Task to carry out: Return the line containing "Target: orange painted wood" and every line after it through the end of the entries below, with no other lines.

Data extract:
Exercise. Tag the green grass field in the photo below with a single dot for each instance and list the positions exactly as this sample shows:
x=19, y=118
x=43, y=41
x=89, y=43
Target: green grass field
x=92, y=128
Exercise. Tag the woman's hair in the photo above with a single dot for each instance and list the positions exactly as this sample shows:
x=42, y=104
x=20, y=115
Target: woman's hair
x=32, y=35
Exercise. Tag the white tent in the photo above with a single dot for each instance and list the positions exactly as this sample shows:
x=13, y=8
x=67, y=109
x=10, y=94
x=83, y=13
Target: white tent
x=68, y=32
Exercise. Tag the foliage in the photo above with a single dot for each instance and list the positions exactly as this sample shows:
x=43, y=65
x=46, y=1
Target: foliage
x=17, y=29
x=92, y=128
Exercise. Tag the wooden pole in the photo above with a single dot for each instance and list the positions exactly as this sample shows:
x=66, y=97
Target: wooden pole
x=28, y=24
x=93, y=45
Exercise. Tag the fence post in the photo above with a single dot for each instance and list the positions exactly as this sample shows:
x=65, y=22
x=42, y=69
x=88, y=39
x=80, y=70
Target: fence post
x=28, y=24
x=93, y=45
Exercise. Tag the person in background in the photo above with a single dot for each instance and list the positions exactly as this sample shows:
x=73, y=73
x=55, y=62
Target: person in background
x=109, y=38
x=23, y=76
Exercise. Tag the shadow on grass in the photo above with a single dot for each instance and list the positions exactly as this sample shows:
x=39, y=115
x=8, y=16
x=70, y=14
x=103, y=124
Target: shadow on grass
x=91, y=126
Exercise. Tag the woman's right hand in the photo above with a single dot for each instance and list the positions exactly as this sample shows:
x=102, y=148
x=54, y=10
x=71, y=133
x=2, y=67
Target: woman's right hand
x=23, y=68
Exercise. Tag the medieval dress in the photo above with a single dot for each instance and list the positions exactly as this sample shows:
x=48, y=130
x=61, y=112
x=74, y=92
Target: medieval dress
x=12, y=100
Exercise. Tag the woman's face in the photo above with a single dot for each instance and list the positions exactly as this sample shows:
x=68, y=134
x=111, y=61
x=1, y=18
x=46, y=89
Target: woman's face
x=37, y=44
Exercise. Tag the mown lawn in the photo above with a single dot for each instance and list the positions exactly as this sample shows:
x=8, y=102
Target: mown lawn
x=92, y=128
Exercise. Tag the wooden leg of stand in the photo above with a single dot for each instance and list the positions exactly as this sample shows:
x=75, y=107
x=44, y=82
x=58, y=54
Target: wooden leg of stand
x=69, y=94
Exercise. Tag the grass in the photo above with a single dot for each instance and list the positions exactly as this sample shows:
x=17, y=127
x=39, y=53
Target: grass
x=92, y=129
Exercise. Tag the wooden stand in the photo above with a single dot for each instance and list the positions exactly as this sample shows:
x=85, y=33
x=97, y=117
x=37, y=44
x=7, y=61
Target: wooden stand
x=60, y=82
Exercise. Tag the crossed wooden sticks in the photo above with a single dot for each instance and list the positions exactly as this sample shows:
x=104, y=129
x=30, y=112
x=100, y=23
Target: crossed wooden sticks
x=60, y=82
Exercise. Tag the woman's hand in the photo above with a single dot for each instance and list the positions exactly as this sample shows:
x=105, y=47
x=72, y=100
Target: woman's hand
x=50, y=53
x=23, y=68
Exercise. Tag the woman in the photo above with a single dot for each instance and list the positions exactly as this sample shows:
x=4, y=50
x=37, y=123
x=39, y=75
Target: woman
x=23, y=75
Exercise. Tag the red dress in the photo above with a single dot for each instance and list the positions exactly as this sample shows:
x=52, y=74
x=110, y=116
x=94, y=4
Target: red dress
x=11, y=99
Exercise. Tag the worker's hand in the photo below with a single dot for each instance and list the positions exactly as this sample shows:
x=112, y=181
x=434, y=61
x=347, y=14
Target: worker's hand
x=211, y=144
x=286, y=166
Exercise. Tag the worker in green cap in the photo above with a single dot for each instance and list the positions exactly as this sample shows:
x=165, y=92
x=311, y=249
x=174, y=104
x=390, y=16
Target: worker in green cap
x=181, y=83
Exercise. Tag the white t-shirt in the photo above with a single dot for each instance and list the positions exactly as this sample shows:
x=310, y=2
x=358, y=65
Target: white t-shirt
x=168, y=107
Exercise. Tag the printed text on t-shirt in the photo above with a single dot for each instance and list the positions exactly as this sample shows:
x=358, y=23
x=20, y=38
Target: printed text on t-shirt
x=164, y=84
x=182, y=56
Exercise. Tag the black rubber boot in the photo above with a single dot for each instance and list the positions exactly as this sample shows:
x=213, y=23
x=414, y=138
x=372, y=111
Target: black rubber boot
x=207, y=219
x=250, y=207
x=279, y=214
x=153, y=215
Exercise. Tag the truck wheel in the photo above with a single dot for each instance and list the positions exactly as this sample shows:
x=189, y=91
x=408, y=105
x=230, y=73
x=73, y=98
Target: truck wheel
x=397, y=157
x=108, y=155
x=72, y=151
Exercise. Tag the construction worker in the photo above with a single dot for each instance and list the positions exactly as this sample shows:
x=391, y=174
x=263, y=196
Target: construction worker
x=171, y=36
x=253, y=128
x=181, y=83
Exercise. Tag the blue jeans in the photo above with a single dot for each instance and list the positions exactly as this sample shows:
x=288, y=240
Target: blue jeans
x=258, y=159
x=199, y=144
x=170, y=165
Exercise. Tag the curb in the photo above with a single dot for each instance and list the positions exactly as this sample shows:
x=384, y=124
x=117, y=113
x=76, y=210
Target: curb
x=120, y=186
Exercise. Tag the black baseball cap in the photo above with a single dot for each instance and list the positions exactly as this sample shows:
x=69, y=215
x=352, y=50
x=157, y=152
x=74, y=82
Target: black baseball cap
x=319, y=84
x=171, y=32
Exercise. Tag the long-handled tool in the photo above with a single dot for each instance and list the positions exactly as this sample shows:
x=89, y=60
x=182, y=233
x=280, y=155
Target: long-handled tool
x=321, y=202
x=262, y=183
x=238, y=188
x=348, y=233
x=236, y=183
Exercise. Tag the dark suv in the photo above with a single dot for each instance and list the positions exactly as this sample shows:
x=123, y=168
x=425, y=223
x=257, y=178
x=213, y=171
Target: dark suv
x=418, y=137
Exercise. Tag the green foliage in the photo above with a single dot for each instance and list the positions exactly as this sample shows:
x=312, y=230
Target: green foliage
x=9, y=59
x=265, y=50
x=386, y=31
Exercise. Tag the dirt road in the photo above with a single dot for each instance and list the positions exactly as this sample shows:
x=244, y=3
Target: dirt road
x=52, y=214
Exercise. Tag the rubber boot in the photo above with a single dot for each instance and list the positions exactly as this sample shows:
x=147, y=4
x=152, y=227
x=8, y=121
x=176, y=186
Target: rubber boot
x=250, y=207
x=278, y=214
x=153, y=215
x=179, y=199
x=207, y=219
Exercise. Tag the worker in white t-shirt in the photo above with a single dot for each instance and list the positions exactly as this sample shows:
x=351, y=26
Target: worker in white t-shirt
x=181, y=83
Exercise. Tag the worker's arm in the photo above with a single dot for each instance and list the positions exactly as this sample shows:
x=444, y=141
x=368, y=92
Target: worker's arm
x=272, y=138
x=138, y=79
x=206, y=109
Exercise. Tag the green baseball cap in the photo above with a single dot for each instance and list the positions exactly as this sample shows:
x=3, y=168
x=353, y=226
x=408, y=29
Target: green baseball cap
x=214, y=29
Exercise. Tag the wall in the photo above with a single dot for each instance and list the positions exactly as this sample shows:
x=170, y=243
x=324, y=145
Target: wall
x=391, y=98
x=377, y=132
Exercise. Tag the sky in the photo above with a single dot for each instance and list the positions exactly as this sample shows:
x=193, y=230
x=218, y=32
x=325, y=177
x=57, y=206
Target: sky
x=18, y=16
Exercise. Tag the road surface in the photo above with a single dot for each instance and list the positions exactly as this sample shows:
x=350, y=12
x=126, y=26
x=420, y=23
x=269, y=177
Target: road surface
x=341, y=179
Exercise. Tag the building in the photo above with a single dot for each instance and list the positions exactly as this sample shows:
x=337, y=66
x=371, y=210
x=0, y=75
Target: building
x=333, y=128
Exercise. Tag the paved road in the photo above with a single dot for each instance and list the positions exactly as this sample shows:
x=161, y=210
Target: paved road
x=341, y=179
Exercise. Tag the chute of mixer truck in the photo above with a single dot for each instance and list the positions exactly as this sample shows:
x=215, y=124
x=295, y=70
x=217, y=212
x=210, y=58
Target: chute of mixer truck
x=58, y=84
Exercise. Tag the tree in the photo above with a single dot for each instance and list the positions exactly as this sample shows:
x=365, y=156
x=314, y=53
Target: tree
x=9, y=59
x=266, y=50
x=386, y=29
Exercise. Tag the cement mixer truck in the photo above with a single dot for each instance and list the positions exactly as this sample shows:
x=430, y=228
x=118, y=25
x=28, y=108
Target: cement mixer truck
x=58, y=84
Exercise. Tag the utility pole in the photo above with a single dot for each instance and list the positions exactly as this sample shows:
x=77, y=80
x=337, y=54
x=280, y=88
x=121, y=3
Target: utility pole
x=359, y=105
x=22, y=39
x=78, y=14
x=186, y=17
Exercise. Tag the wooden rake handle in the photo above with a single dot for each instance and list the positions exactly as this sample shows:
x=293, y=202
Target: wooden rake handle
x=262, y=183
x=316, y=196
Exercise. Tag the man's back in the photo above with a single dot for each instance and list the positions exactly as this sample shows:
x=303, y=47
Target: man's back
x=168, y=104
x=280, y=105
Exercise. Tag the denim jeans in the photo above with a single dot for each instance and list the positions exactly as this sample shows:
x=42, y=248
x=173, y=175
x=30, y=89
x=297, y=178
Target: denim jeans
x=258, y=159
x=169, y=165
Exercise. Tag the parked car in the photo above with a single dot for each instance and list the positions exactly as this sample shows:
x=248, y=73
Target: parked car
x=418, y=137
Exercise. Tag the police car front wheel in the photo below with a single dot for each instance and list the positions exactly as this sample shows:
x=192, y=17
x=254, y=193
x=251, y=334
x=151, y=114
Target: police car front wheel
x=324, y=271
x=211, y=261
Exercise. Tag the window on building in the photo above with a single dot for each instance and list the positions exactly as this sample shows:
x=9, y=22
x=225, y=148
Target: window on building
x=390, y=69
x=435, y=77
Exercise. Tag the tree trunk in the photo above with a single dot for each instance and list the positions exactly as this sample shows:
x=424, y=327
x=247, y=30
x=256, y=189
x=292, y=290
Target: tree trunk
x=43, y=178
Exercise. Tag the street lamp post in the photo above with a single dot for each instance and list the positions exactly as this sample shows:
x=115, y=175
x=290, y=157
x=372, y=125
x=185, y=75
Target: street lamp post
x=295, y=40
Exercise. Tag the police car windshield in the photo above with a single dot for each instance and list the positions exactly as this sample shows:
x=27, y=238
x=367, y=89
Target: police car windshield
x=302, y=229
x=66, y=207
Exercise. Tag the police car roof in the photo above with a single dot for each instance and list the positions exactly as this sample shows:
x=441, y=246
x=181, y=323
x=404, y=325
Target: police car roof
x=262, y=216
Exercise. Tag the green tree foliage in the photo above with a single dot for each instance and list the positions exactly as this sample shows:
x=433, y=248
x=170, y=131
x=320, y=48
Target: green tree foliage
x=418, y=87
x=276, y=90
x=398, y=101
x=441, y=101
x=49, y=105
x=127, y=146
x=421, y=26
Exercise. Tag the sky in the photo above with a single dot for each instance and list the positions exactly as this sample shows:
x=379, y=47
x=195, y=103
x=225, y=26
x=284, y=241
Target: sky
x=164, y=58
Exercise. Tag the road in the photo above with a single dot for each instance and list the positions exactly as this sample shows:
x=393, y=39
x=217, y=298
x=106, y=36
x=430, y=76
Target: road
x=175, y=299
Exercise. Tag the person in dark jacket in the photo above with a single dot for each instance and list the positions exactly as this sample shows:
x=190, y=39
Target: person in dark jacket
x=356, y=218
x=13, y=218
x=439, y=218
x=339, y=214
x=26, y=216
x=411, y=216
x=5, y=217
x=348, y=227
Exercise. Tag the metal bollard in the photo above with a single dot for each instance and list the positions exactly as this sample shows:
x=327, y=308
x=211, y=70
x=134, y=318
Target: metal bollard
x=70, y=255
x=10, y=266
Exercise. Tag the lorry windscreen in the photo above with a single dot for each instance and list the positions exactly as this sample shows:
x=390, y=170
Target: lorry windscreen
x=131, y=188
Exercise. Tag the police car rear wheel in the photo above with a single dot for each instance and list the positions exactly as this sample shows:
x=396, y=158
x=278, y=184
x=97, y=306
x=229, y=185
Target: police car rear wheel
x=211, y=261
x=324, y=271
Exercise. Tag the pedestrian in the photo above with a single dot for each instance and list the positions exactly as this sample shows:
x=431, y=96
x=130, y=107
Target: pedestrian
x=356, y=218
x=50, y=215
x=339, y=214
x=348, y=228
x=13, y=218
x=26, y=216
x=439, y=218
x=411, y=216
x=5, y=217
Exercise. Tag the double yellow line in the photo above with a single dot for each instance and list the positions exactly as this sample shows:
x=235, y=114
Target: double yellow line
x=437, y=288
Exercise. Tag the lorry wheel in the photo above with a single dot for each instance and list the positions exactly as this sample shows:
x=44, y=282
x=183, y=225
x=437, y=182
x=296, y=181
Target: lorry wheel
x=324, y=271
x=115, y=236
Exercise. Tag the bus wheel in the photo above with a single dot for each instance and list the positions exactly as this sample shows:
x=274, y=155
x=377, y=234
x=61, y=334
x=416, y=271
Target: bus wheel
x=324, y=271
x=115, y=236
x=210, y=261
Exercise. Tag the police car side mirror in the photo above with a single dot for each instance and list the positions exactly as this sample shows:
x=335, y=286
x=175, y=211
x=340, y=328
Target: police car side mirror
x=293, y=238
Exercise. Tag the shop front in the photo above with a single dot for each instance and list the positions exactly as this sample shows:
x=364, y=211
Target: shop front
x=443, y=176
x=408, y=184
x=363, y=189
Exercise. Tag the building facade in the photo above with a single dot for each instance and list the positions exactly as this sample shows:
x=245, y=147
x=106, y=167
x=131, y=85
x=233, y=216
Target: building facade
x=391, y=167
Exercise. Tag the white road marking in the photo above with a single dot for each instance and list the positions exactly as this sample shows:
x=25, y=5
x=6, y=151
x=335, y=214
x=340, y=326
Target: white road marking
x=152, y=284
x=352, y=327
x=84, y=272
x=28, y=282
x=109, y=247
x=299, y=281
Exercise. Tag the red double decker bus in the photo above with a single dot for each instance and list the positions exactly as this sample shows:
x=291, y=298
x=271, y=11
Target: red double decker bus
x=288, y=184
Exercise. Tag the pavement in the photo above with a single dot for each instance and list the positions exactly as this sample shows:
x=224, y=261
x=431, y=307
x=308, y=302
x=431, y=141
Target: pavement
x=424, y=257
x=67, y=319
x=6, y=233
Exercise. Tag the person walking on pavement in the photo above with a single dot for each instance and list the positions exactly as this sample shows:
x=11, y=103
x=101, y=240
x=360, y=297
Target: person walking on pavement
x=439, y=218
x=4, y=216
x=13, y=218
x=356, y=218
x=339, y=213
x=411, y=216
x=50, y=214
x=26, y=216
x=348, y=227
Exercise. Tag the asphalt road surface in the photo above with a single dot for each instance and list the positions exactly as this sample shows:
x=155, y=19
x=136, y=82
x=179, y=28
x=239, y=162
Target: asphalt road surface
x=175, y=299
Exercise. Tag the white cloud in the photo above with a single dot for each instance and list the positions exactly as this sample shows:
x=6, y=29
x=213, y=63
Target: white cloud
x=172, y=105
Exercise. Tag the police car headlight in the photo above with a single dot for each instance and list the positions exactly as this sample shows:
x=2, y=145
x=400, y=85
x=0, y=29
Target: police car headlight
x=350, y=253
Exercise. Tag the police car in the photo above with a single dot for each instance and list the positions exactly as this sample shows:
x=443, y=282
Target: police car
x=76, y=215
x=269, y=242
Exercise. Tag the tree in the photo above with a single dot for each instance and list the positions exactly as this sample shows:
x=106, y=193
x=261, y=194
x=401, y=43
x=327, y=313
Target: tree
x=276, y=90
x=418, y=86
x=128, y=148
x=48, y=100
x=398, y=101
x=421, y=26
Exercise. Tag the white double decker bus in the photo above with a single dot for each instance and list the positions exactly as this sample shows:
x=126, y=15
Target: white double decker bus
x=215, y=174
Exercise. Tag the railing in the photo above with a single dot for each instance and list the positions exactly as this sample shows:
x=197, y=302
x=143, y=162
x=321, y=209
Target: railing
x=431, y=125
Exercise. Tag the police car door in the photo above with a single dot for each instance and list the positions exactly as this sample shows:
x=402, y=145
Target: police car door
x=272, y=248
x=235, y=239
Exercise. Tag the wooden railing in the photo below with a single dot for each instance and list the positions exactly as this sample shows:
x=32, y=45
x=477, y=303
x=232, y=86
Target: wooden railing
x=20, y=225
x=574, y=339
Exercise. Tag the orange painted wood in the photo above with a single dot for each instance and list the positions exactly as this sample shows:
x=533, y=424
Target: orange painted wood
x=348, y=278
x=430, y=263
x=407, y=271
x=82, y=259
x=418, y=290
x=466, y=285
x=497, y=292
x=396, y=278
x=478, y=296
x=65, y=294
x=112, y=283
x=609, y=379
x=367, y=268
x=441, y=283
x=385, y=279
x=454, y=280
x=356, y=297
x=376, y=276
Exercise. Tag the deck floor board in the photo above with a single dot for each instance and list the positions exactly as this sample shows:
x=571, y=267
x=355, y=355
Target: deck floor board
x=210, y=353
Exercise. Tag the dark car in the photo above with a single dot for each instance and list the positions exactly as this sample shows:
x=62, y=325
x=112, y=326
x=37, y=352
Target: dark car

Response to the task:
Target: orange painted wood
x=348, y=278
x=430, y=263
x=407, y=271
x=82, y=259
x=418, y=290
x=466, y=285
x=497, y=292
x=396, y=278
x=478, y=296
x=65, y=294
x=112, y=283
x=609, y=379
x=367, y=268
x=441, y=283
x=385, y=279
x=454, y=280
x=356, y=297
x=376, y=276
Exercise. Tag the deck floor board in the photo above with a single dot for each instance and list the positions exactly as this sample shows:
x=571, y=267
x=355, y=355
Target: deck floor board
x=210, y=353
Exercise. Tag the dark car in the photo above with a single dot for each instance and list the positions exactly as this sample shows:
x=62, y=325
x=112, y=326
x=37, y=352
Target: dark car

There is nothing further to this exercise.